The plaintiff filed a complaint on July 24, 1998, alleging that the defendant was negligent in failing (1) to exercise reasonable care when operating the plumber's torch, (2) to take reasonable precautions to protect against the ignition of combustible materials in the area where the welding operations occurred and (3) to comply with the applicable codes or standards in using the torch. The plaintiff alleged that the resulting damage to the Commons was caused by the defendant's failure to perform its services in a reasonable and workmanlike manner. Because the plaintiff insured the Commons for the loss caused by the fire, it was subrogated to the Common's rights. In its answer filed on March 17, 1999, the defendant denied the negligence claim but did not raise any special defenses.

*GIVEN EXERCISE A*
Substitute "burner" for "torch" and write out the complaint passage from "The plaintiff filed" to "any special defenses.".
The records were taken from a different source than the complaint passage.

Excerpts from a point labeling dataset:
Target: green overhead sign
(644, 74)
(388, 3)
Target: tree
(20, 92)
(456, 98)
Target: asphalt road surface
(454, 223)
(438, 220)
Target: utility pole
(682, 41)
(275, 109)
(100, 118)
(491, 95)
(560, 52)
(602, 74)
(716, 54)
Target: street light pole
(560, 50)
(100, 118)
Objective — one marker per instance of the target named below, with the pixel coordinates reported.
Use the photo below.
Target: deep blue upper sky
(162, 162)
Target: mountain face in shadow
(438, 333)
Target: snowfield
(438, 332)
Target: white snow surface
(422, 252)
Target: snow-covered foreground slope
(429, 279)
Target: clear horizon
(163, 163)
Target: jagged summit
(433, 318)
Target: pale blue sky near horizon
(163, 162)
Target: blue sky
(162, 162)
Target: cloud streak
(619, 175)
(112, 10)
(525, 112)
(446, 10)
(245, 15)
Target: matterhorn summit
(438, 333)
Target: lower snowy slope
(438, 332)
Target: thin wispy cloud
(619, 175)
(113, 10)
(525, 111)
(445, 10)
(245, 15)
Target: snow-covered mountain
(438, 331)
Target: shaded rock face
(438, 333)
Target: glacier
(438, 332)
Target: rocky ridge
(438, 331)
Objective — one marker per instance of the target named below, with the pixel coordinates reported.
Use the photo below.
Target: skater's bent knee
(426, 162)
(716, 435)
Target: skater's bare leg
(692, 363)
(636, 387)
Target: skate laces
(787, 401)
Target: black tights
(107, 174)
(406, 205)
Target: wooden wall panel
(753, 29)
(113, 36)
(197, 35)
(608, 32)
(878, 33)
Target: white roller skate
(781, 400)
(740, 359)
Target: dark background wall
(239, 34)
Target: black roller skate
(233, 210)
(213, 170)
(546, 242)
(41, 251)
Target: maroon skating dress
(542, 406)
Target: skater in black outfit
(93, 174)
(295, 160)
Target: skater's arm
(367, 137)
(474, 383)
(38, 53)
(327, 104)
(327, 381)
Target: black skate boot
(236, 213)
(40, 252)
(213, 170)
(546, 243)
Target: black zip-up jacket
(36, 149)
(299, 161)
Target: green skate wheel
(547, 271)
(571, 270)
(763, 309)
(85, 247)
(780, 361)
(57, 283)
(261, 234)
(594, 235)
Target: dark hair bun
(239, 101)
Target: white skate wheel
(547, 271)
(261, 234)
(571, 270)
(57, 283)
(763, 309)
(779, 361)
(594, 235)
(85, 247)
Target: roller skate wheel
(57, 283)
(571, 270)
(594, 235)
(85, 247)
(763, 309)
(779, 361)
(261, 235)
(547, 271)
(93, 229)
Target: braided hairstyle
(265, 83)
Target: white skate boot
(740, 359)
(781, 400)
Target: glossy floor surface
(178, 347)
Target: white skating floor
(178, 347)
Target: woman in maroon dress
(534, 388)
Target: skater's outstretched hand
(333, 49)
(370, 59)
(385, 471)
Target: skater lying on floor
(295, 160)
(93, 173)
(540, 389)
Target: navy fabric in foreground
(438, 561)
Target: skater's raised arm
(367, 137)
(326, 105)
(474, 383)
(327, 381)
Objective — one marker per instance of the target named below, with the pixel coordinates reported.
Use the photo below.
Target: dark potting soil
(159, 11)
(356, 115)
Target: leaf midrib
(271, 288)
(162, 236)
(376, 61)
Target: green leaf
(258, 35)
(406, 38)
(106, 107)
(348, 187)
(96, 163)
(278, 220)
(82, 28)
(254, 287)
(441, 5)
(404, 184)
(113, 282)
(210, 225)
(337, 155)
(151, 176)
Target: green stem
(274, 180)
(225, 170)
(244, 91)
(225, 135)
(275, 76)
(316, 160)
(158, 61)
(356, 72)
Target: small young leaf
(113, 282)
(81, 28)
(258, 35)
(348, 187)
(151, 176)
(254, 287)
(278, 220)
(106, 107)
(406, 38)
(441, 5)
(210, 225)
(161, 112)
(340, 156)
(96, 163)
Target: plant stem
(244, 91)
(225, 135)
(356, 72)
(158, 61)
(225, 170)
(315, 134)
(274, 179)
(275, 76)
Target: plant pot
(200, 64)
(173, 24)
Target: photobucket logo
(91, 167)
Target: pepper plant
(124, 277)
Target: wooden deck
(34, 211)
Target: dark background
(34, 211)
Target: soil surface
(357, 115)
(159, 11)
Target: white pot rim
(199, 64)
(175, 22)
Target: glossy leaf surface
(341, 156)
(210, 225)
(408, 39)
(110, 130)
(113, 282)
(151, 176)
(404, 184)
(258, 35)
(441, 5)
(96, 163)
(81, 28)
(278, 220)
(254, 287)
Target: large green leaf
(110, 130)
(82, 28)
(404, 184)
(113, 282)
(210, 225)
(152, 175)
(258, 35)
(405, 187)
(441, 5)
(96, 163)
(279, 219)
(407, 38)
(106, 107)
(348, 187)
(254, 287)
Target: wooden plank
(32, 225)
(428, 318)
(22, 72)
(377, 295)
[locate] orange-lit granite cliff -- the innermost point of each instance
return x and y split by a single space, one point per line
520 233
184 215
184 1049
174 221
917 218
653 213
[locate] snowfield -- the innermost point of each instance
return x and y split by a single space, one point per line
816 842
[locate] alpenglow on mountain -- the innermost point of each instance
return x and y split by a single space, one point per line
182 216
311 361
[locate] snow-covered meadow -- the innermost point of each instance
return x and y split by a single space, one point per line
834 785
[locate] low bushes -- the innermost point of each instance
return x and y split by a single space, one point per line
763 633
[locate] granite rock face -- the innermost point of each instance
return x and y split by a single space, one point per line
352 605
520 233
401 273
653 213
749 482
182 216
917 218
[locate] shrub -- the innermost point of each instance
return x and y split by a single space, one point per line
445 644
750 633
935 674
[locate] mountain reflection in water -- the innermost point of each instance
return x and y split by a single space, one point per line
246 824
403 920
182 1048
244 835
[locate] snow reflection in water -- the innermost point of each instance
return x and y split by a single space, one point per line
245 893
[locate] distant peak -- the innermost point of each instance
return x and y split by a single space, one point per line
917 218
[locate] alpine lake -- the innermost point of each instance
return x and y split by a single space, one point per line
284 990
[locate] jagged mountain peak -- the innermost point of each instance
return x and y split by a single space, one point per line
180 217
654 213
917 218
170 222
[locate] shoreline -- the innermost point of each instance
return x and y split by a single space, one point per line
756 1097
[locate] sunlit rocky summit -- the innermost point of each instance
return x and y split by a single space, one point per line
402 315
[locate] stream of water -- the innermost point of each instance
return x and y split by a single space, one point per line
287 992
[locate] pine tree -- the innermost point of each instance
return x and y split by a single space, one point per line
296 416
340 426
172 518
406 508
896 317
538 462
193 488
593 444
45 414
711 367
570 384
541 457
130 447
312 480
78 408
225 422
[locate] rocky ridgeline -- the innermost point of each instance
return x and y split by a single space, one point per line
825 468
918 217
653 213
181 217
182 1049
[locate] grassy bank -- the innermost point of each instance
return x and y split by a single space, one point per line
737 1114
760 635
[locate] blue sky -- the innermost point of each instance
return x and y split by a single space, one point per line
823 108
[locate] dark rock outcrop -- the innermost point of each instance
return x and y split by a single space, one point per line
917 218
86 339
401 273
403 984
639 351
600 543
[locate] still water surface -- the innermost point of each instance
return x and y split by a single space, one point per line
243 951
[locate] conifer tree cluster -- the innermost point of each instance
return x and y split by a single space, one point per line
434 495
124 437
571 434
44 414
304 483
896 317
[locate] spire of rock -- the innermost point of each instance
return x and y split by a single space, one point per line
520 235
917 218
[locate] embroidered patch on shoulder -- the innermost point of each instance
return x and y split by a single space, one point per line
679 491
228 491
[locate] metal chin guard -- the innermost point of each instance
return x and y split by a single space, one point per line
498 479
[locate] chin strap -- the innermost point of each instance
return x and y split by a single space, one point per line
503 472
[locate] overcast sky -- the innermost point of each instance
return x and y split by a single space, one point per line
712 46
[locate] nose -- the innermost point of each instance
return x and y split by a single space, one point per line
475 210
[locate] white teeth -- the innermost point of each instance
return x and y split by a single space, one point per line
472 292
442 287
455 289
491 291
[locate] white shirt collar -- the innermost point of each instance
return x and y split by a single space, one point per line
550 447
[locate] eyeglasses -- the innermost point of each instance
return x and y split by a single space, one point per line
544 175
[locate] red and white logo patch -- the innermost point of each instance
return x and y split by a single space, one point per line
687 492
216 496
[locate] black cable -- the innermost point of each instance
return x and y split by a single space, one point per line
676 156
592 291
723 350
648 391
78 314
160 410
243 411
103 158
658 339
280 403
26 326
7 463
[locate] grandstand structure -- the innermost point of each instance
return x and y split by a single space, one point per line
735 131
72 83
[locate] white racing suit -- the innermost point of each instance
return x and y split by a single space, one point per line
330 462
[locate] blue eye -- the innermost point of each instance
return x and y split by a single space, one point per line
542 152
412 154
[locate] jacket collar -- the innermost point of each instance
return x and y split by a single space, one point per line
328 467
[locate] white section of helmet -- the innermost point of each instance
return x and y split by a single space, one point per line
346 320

*GIVEN EXERCISE B*
Show every line of the records that contains the word "plant".

*CORRECT OUTPUT A*
The plaintiff filed a complaint on July 24, 1998, alleging that the defendant was negligent in failing (1) to exercise reasonable care when operating the plumber's burner, (2) to take reasonable precautions to protect against the ignition of combustible materials in the area where the welding operations occurred and (3) to comply with the applicable codes or standards in using the burner. The plaintiff alleged that the resulting damage to the Commons was caused by the defendant's failure to perform its services in a reasonable and workmanlike manner. Because the plaintiff insured the Commons for the loss caused by the fire, it was subrogated to the Common's rights. In its answer filed on March 17, 1999, the defendant denied the negligence claim but did not raise any special defenses.

*CORRECT OUTPUT B*
Target: plant stem
Target: plant pot
Target: pepper plant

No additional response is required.